Texte fourni -
L’année suivante, Bert I Gordon réitère l’expérience avec L’Empire des fourmis géantes (Empire of the ants) mettant en vedette Joan Collins, future vedette de la série Dynastie, dans le rôle de Marilyn Fryser, un agent immobilier s’apprêtant à faire visiter à des acheteurs un parc immobilier dans une île paradisiaque quand le navire commandé par le Capitaine Dan Stokely (Robert Lansing, personnage maléfique de 4D Man, qu'on retrouvera confronté à des arthropodes géants dans Island Claws en 1980 et The Nest en 1988) est attaqué par une horde de fourmis géantes après leur imprégnation par le contenu d’un fût radioactif rejeté par la marée. Les naufragés tentent d’échapper aux attaques des colonnes infernales qui quadrillent l’île, avant de détruire la colonie qui s’est établie dans une sucrerie. Le tournage a eu lieu dans les jungles du Panama où vivent les fourmis mortelles dont le réalisateur avait besoin, nécessitant une grande prudence dans leur maniement. Le cinéaste recourut au grossissement des insectes filmés en macroscopie, frénésie de fourmis à la coloration d'un noir prononcé qui évoque un grouillement d'araignées, mais qui apparaissent parfois trop notablement superposés aux acteurs, ainsi qu'à des modèles géants pour les plans rapprochés. L’intensité du film faiblit parfois et L’Empire des fourmis géantes demeure la dernière contribution du cinéaste au thème des animaux géants, en dépit de sa tentative d’achever Devil Fish en 1979. Bert I. Gordon avait appris dans cette perspective la plongée sous-marine et avait commencé à filmer des plans sous l’océan après avoir cherché autour du monde les lieux les plus appropriés à son sujet. Le film devait mettre en scène des requins de quinze mètres de long et des diables des mers géants, le réalisateur déclarant alors avec un ton empreint de forfanterie qu’il s’agirait de véritables poissons et pas d’un requin mécanique comme celui des Dents de la mer (Jaws), espérant qu’il serait lui aussi un énorme succès et ferait plus d’entrées que La Guerre des étoiles (Star Wars,), mais cet optimisme n’était visiblement pas partagé puisque le projet ne put être mené à son terme.

Données fournies -
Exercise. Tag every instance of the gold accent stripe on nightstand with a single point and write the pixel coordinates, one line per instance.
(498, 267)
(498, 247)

Consigne -
D'après le texte fourni, où s'est déroulé le tournage de L'Empire des fourmis géantes ?

Réponse attendue -
Dans les jungles du Panama.